提供された文章 ::
= = = = = = =

口腔機能学講座 口腔機能補綴学教室

Department of Oral Functional Prosthodontics Division of Oral Functional Science Graduate School of Dental Medicine Hokkaido University

部分欠損症例の予後と欠損補綴の機能評価

研究概要

歯を失うことは、咀嚼や会話などの口腔機能の低下、審美性の低下などをもたらし、欠損を放置することはさらなる歯牙の喪失や機能障害を継発することにつながる。これらを防止するために欠損部への補綴治療が行われるが、部分床義歯の設計などについては歯科医師の経験によるところが大きく、十分なエビデンスが得られていないことがある。EBM(Evidence-based medicine:根拠に基づく治療)を実践するためには、臨床研究から得られた結果が重要となってくる。 当教室では、いままで、明確に示されてこなかった診療上の疑問(Clinical Question)から、臨床研究を計画し、より良い治療や正確な診断を患者に提供するために、医学的なデータの収集、解析を行っている。 特に、部分欠損歯列の補綴方法として一般に行われている部分床義歯やデンタルインプラントについて、支台歯や欠損隣接歯の生存率に影響を与える因子について検討し、長期の予後を得るためにどのような補綴治療が適切であるかを検討している。 また、咀嚼機能の回復に影響を与える因子を検討することで、機能回復に最良な治療介入方法を検討している。 さらには、近年新たに行われているデンタルインプラントと部分床義歯を併用した治療方法について、その有効性と安全性について検討を行っている。

研究テーマ

1.インプラントと部分床義歯の予後や機能評価

  • 部分欠損歯列の補綴方法としては、デンタルインプラントと部分床義歯があるが、その予後や機能評価について比較検討した研究が少なく、十分なエビデンスが得られていない。
  • 各補綴治療が、残存歯の生存率にどのような影響を与えるかについて、過去の診療録からデータを収集し、解析を行っている。
  • 各補綴治療の機能評価ついては、グミゼリーを用いたグルコース溶出法を用いて咀嚼能率を検討し、アンケートを実施して患者の満足度について検討している。

2.インプラント支持部分床義歯(ISRPD)の臨床的意義の検討

  • 部分床義歯の支持能力を強化する目的でインプラントを支台として用いたインプラント支持部分床義歯(ISRPD)が、近年、臨床されているが、その効果と安全性については不明な点が多い。
  • 部分床義歯にデンタルインプラントを併用することによる効果を、咀嚼能率や患者の満足度から明らかにするため臨床研究を行っている。
  • 安全性については、ISRPDを長期に使用した場合に、支台歯や顎堤組織に与える影響、埋入したインプラントおよび部分床義歯の生存率などについて検討を行っている。

= = = = = = =

課題 :: 歯の補綴治療の研究紹介では、咀嚼能率をどんな方法で調べていますか。 この先の記録は、上の文章とは別の資料です。

= = = = = = =

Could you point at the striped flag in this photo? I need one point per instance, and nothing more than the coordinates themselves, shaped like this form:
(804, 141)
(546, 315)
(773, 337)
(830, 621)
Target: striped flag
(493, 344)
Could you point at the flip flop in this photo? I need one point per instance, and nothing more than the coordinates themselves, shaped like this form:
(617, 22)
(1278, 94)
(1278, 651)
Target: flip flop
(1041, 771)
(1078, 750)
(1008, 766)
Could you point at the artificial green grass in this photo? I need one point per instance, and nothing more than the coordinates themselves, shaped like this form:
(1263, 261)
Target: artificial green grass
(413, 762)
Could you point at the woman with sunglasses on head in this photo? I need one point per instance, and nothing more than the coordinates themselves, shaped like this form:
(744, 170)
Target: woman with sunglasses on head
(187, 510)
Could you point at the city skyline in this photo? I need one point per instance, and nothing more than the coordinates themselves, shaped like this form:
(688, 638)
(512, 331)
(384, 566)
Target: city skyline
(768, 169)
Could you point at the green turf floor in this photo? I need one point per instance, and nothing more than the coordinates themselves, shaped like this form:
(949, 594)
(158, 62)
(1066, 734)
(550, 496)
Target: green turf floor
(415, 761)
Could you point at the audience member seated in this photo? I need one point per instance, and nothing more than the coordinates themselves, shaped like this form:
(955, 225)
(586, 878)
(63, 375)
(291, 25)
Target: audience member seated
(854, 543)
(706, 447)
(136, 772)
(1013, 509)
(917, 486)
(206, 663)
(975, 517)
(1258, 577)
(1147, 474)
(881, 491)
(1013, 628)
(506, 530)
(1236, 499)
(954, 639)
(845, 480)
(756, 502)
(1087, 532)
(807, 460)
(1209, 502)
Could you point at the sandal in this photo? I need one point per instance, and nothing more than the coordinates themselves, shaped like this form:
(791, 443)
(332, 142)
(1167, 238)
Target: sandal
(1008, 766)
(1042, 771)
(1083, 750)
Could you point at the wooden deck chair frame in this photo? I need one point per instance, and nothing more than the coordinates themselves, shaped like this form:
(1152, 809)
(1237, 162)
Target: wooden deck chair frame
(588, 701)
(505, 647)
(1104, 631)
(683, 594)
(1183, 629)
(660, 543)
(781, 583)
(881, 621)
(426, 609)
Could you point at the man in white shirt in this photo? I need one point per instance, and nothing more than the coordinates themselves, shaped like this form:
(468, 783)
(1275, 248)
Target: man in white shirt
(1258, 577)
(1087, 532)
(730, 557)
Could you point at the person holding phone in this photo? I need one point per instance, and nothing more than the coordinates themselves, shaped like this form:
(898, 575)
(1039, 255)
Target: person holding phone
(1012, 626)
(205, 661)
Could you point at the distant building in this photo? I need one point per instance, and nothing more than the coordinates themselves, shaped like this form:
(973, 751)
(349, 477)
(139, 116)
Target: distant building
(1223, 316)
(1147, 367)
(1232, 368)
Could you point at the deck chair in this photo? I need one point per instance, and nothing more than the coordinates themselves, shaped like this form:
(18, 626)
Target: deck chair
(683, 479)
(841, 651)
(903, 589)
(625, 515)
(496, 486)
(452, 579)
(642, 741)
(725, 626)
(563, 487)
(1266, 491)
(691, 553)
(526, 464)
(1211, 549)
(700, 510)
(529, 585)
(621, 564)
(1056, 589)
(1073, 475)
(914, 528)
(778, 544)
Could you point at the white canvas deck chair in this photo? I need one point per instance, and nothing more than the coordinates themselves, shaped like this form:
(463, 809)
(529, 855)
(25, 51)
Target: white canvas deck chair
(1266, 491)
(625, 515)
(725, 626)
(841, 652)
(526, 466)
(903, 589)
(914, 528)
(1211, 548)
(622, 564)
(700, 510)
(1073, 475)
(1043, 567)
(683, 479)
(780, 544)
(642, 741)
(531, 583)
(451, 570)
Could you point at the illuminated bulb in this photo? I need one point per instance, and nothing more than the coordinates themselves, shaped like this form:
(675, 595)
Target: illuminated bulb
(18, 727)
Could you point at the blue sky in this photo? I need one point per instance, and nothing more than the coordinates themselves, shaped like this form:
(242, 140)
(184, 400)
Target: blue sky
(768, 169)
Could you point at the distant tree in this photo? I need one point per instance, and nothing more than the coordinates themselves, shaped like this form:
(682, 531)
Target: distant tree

= = = = = = =

回答 :: グミゼリーを使ったグルコース溶出法で調べています。